### Work order
Because the lines must stay identical, write out the data without changing anything.
====
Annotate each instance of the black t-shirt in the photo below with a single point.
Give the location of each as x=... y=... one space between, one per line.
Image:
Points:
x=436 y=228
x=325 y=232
====
### Final answer
Annotate each instance of the black t-shirt in the photo below with a single point.
Give the location of each as x=... y=... one space between, one per line.
Image:
Points:
x=436 y=228
x=325 y=232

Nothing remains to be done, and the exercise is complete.